> [GOAL] Give as output the line that contains "Point out each utility", followed by every remaining line of the entries, unchanged and with nothing added.

(Excerpts from a detection dataset)
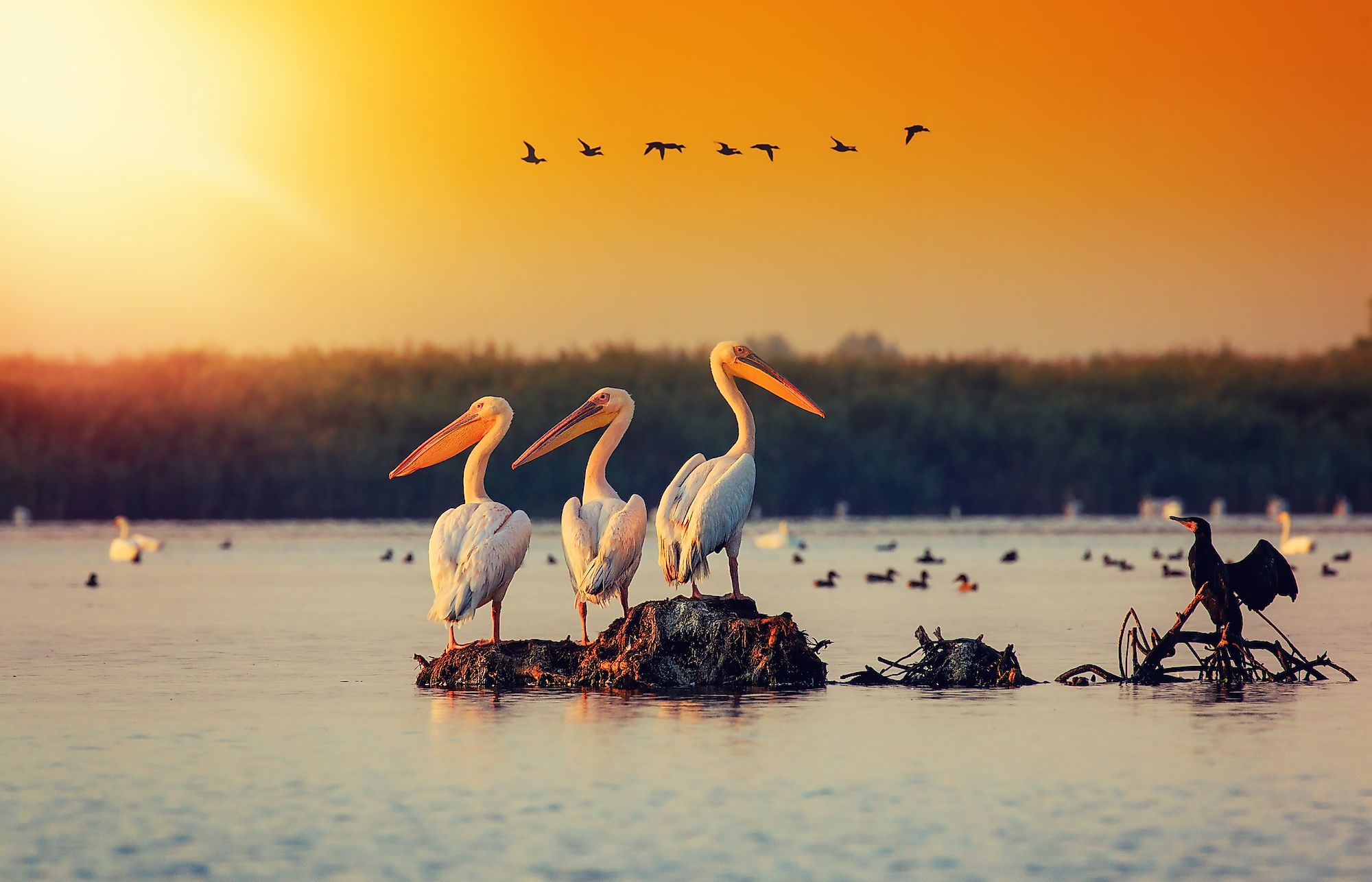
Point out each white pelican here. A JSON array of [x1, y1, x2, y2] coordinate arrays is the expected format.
[[753, 521, 797, 549], [114, 514, 162, 551], [657, 342, 825, 598], [510, 388, 648, 645], [391, 395, 534, 649], [1277, 512, 1314, 554], [110, 514, 143, 564]]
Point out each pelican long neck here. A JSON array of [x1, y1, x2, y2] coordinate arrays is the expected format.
[[462, 414, 510, 502], [582, 405, 634, 502], [709, 361, 757, 454]]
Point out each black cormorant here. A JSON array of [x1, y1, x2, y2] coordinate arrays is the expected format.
[[1172, 517, 1297, 641]]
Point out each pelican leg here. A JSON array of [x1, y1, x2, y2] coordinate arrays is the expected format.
[[729, 557, 752, 601]]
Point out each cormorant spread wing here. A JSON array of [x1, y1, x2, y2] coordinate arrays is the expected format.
[[1225, 539, 1297, 609]]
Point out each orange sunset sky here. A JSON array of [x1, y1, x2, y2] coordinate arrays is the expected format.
[[0, 0, 1372, 357]]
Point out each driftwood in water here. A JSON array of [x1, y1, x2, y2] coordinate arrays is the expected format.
[[414, 597, 826, 690], [842, 625, 1037, 689], [1056, 586, 1357, 686]]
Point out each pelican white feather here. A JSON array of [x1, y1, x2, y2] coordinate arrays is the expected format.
[[657, 340, 825, 598], [510, 388, 648, 643], [391, 396, 534, 649]]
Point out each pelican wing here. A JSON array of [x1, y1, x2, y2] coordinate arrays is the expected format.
[[429, 501, 534, 623], [1225, 539, 1298, 609], [563, 497, 595, 590], [657, 453, 757, 584], [576, 494, 648, 604], [656, 453, 709, 583]]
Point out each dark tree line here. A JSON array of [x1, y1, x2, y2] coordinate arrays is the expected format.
[[0, 346, 1372, 519]]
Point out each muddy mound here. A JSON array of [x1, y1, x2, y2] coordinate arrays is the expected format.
[[414, 597, 826, 691]]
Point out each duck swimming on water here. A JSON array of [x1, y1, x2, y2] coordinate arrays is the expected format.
[[915, 549, 944, 564]]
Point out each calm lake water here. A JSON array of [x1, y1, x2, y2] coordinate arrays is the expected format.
[[0, 517, 1372, 879]]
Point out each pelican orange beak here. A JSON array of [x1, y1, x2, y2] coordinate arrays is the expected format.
[[510, 401, 615, 469], [391, 410, 490, 477], [734, 353, 825, 417]]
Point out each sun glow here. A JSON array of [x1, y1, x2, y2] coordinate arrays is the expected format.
[[0, 0, 338, 272]]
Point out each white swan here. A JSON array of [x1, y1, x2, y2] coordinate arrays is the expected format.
[[753, 521, 799, 549], [114, 514, 162, 551], [1277, 512, 1314, 554], [110, 514, 143, 564]]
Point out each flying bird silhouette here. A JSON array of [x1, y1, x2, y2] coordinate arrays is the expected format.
[[520, 141, 547, 166], [643, 141, 686, 159]]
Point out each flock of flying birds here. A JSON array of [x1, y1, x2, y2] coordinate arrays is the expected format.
[[520, 125, 929, 166]]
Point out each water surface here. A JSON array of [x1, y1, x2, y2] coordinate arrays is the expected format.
[[0, 517, 1372, 879]]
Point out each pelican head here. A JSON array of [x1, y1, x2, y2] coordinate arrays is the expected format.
[[709, 340, 825, 417], [510, 387, 634, 469], [391, 395, 514, 477], [1172, 517, 1210, 539]]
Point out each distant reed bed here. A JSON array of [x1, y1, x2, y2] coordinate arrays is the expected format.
[[0, 342, 1372, 519]]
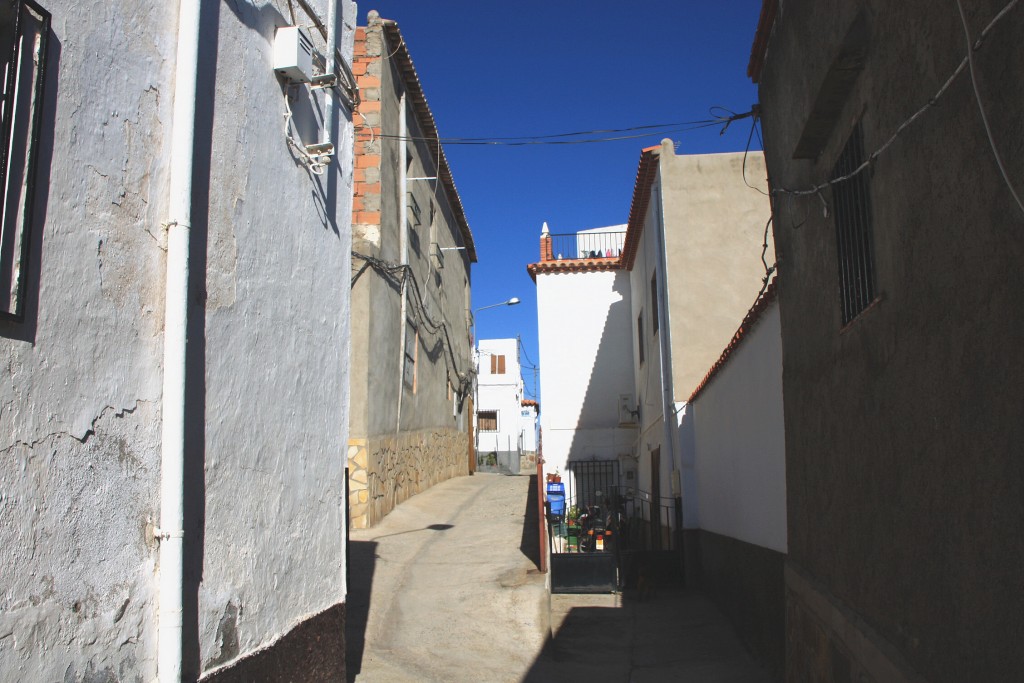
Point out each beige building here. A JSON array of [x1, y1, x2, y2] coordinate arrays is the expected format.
[[527, 140, 774, 593], [348, 12, 476, 528]]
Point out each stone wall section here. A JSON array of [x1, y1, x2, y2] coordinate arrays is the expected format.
[[348, 429, 469, 528]]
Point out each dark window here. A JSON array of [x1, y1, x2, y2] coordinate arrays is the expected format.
[[637, 310, 643, 366], [0, 0, 50, 321], [833, 123, 876, 325], [476, 411, 498, 432], [650, 270, 657, 334]]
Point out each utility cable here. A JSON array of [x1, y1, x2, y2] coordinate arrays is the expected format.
[[771, 0, 1024, 201], [352, 250, 473, 396], [955, 0, 1024, 213]]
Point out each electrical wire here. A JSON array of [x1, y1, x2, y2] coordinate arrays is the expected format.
[[368, 121, 722, 147], [743, 113, 771, 197], [771, 0, 1024, 201], [356, 111, 755, 146], [954, 0, 1024, 213], [285, 86, 331, 175], [352, 250, 473, 400]]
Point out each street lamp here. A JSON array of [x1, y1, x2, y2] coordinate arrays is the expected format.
[[470, 297, 519, 469], [472, 297, 519, 349]]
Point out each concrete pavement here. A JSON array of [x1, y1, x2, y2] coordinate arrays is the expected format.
[[523, 588, 772, 683], [346, 474, 548, 683], [346, 474, 772, 683]]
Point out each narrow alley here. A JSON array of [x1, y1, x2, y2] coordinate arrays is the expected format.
[[346, 474, 772, 683], [346, 474, 548, 683]]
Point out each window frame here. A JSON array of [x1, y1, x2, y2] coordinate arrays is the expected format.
[[831, 121, 879, 327], [0, 0, 51, 323], [476, 411, 501, 433], [637, 308, 644, 366], [650, 269, 658, 337]]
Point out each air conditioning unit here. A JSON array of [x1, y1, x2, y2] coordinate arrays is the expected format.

> [EXERCISE OUTPUT]
Point out each utility cable here. A JSON array of [x1, y1, x2, y2] coordinate arrays is the expected format.
[[771, 0, 1024, 201], [352, 250, 473, 396], [955, 0, 1024, 213]]
Point out each electrical wire here. A JSON array of [x1, y1, x2, y2] coordinate arrays is the expected format.
[[368, 121, 722, 147], [743, 113, 771, 197], [771, 0, 1024, 201], [356, 111, 755, 146], [954, 0, 1024, 213], [285, 86, 331, 175], [352, 250, 473, 400]]
Point out each street lamp here. A JSON array of [x1, y1, x2, y2] coordinate arrays is the expected format.
[[470, 297, 519, 469], [472, 297, 519, 349]]
Point out each concrete pavement here. A JSON array of [x1, y1, x2, y2] coordinate arrays is the expected format.
[[523, 588, 772, 683], [346, 474, 548, 683], [346, 474, 772, 683]]
Point out each narrow alley here. A JSON array of [x1, y1, x2, y2] coordinate arrays is the expected format.
[[346, 474, 772, 683], [346, 474, 548, 683]]
Point out each window frame here. A JSON array of [x1, y1, x2, y2] coordinate arrays is the expected format.
[[831, 121, 879, 327], [0, 0, 51, 323], [476, 411, 501, 433], [637, 308, 644, 366], [650, 269, 658, 337]]
Point out each air conditioning unit here. A JSON array of [x1, y1, x2, y2] coordinate arrays is the expected format.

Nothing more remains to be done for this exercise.